本文:

葛飾郡
葛飾郡(かつしかぐん)は、東京府・埼玉県・千葉県・茨城県に存在した郡。中世までは下総国の郡で、西は武蔵国に接していた。葛飾は古代からの地名。
江戸時代初期に西寄りの部分が分割され武蔵国へ移され、武蔵国葛飾郡が発足した。
概要
古代に、渡良瀬川の下流(太日川(おおいがわ又はふといがわ・太日河))の流域の両岸をカバーする地域が葛飾郡と定められた[1]。
中世以前の常陸川と利根川の下流とに東西を挟まれ、南限は東京湾で、南北に細長かった。渡良瀬川はその後の利根川東遷事業によって、江戸川(古くは、太日川(おおいがわ又はふといがわ・太日河))となったので、現在の江戸川(及びその後に成立した中川)のほぼ流域に当たる。
現在の行政区域では、北は渡良瀬川と利根川の合流地点である茨城県古河市、江戸川の西の流域である埼玉県幸手市・吉川市・三郷市、東京都葛飾区・墨田区・江東区・江戸川区、千葉県浦安市、江戸川の東の流域である千葉県野田市・流山市・柏市・松戸市・市川市・船橋市にまたがる広大な郡であった。
1878年(明治11年)の郡区町村編制法の制定により、同年に一部が東葛飾郡・西葛飾郡・南葛飾郡に、翌1879年(明治12年)に残部が北葛飾郡・中葛飾郡となり消滅した。
郡域
現在の行政区画では概ね以下の区域に相当する。
- 東京都
- 千葉県
- 松戸市(高柳を除く)
- 野田市(長谷、小山、筵内を除く)
- 流山市の全域
- 市川市(公有水面埋立地を除く)
- 浦安市(公有水面埋立地を除く)
- 柏市(大字呼塚新田、根戸新田、松ヶ崎新田、宿連寺、布施、弁天下以東および大津川以東を除く)
- 鎌ケ谷市(大字軽井沢を除く)
- 船橋市(概ね東船橋、駿河台一丁目、市場、東町、米ヶ崎町、高根町、新高根、南三咲、三咲町、三咲、みやぎ台、咲が丘以西、及び七林。公有水面埋立地を除く)
- 埼玉県
- 三郷市、吉川市、幸手市、北葛飾郡松伏町、北葛飾郡杉戸町の全域
- さいたま市(元荒川・古隅田川以東)

課題:
葛飾郡を扱った上の本文を、最後の行の後から書き継いでもらえますか?

データ欄:
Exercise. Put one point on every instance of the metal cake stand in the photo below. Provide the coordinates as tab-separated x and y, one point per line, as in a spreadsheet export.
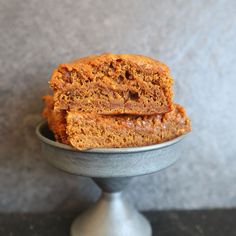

解答例:
- 越谷市(元荒川以東)
- 春日部市(古隅田川以東)
- 久喜市(八甫、西大輪、東大輪以北。旧・栗橋町は全域)
- 加須市(伊賀袋)
- 茨城県
歴史
古代
律令制の時代に、南流し東京湾へ注ぐ太日川(渡良瀬川の下流、後の江戸川)の右左岸域に下総国の葛飾郡が定められた。その西は当時の利根川を境として武蔵国と接していた。下総国府(現在の市川市)は葛飾郡に置かれ、下総国の政治的な中心だった。
葛飾は古代からの地名で、奈良正倉院文書には「葛餝郡」と記されている。
武蔵国との境界
中世以前の利根川下流(現在の古利根川)は東京湾へ注いでおり、現在の加須市川口より下流を境に東側が下総国葛飾郡、西側が武蔵国であった。
当時の利根川が東京湾へ注ぐ最下流は分流となっており、国境となる河道は、亀有で現在の中川から分かれ、足立区・葛飾区の境の古隅田川を通り、現在の隅田川[2]を約2km流れ、横十間川の方向へ向かう分流を通り、亀戸付近の河口から東京湾へ注いだ。
この最下流河道の西岸は武蔵国豊島郡で、現在の隅田川東岸の牛島(墨田区)、永代島(江東区)も豊島郡に属した。
中世
郡内に下河邊荘、下河邊野方荘、八幡荘、松戸荘、風早荘、夏見御厨、葛西御厨、葛西猿俣荘、大結牧といった荘園が成立した。また、この地域が広大であった事から中心線の太日川を境界として東側を葛東郡(あるいは葛東)、西側を葛西郡(あるいは葛西)と称する慣習が現れた(ただし、正式な郡名ではない)。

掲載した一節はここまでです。